Produce a verbatim copy of the entries listed below.
* START Given entries *
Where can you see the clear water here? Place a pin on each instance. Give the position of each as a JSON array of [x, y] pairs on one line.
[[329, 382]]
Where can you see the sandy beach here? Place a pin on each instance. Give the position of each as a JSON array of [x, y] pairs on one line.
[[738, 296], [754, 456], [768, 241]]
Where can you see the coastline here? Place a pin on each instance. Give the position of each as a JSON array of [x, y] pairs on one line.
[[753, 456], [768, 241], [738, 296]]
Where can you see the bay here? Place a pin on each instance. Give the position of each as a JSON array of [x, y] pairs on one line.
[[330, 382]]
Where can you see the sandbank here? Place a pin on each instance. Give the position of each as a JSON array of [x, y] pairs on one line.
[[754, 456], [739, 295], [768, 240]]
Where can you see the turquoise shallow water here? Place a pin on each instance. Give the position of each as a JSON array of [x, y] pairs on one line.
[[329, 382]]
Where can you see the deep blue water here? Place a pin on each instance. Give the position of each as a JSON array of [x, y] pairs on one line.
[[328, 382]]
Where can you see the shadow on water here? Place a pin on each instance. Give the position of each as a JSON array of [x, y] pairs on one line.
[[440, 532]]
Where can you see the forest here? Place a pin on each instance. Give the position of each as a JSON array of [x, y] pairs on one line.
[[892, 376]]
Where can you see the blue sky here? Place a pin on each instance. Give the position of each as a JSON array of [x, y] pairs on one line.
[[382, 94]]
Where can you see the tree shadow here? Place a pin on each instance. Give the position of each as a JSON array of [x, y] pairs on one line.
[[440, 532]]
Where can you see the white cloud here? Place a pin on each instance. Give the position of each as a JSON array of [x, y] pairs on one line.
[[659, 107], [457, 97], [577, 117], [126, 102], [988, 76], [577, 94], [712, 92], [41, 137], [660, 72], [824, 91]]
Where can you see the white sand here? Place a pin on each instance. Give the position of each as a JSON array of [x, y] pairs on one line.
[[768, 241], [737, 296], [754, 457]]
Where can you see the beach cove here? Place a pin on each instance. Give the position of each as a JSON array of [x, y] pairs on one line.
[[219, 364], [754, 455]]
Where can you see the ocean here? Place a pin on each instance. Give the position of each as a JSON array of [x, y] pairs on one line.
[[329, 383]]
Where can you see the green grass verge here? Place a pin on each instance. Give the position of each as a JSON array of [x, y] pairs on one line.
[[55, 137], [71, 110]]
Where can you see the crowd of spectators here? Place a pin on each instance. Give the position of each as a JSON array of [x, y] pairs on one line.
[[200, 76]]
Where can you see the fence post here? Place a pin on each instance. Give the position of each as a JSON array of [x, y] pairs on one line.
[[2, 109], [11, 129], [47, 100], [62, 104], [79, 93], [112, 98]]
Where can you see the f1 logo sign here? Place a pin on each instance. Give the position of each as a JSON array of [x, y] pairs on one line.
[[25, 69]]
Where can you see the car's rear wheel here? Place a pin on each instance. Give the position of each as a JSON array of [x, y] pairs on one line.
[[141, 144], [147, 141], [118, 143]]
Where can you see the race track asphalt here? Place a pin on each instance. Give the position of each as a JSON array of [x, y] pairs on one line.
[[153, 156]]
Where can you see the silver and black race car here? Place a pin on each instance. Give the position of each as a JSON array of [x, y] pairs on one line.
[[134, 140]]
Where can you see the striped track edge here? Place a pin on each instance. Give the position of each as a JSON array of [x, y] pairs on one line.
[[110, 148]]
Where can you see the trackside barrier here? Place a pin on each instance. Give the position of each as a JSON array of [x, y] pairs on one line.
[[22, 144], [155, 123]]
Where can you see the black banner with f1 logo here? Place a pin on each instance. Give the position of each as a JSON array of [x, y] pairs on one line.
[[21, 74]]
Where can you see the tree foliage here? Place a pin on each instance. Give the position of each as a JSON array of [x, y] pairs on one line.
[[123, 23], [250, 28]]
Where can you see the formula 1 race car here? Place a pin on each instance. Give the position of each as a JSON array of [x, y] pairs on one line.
* END Given entries *
Answer to this problem –
Where can you see the clear water here? Place a pin on each instance. Give the position of each as a JSON array of [x, y] pairs on one line.
[[329, 382]]
Where can you see the sandy beach here? Place a pin on each instance. Give the position of each as a JSON array of [x, y] pairs on one line.
[[738, 296], [754, 456], [768, 241]]
Where can you see the coastline here? Place a pin on each instance. Give the position of each as a JSON array of [x, y] pairs on one line.
[[753, 456], [768, 241], [738, 296]]
Where can you see the bay here? Place a pin on each instance. Give the position of each as a JSON array of [x, y] pairs on one line.
[[330, 382]]
Where can you see the sandbank here? Place a pin on each instance. Give the position of each as a JSON array of [x, y] pairs on one line.
[[754, 456], [739, 295], [768, 240]]
Where can you see the turquoise shallow water here? Place a pin on each instance. Give the position of each as a JSON array of [x, y] pairs on one line.
[[329, 382]]
Where can you see the deep blue water here? Place a pin on each instance. Give the position of each as a JSON array of [x, y] pairs on one line.
[[328, 382]]
Where can you see the shadow on water here? Place a pin on each instance. Give the position of each as a JSON array of [x, y] pairs on one line.
[[440, 532]]
Where can you see the forest here? Place a pin on each instance. Give the position of each as a JSON array of [x, y] pairs on one line.
[[892, 376]]
Where can you see the blue sky here? Place a pin on each instance. Give the position of each as a JSON array of [x, y] pairs on one line.
[[382, 94]]
Where can you see the tree shadow here? Place a pin on each instance. Give the position of each as a JSON array of [x, y] pairs on one line.
[[440, 532]]
Where can you see the white cloud here? Place a pin on each instance. Give the position of each as a JSON array of [x, y] pairs on one line.
[[659, 107], [457, 97], [577, 117], [126, 102], [988, 76], [577, 94], [712, 92], [41, 137], [660, 72], [824, 91]]
Where can you see the white sand here? Place a pin on each instance. Give the position of each as a JSON array of [x, y] pairs on one line.
[[768, 241], [737, 296], [754, 457]]
Where can you see the beach cove here? Place a pin on each instance. Give the position of each as a JSON array of [x, y] pairs on one line.
[[219, 364], [754, 455]]
Where can you see the ocean here? Place a pin on each instance. Give the position of each as a JSON array of [x, y] pairs on one line.
[[329, 383]]
Where can you see the green grass verge here? Place a pin on each instance. Give the position of each as a JSON array of [x, y] pairs on one line.
[[55, 137], [71, 110]]
Where can you see the crowd of spectators here? Place a pin on each instance. Give the position of each as a JSON array of [x, y] pairs on one line.
[[200, 76]]
Where can you see the fence post here? Place a pin on each instance. Give the position of each as a JSON array of [x, y] pairs on one line.
[[2, 109], [11, 129], [47, 100], [62, 104], [79, 93], [112, 98]]
Where can you see the f1 logo sign here? Place a pin on each instance. Give the position of each as a JSON array of [x, y] pairs on one line.
[[25, 69]]
Where can you see the car's rear wheel here? Place a pin on each instance. Give the position of each as a JSON array of [x, y] pairs on one line.
[[141, 144], [147, 141], [118, 143]]
Where can you see the race track asphalt here? Place a pin on each instance. Give the position of each as a JSON array of [x, y] pairs on one line.
[[153, 156]]
Where can you see the silver and black race car here? Place a pin on each instance. Give the position of each as a JSON array of [x, y] pairs on one line.
[[134, 140]]
Where can you see the striped track edge here? Place a pin on each instance. Give the position of each as a JSON array of [x, y] pairs on one line.
[[110, 148]]
Where can you see the trackside barrier here? Place a pin on each instance. Give the position of each as a JSON array of [x, y] pairs on one line.
[[22, 144], [155, 123]]
Where can you see the black banner with f1 logo here? Place a pin on each instance. Give the position of each as a JSON array of [x, y] pairs on one line.
[[21, 74]]
Where can you see the tree foliage here? Place a pin on each instance. Give the position of each as a JSON array of [x, y] pairs on one line.
[[123, 23], [250, 28]]
Where can you see the formula 1 race car here? Place a pin on each instance. Give the position of each as a JSON array of [x, y] pairs on one line.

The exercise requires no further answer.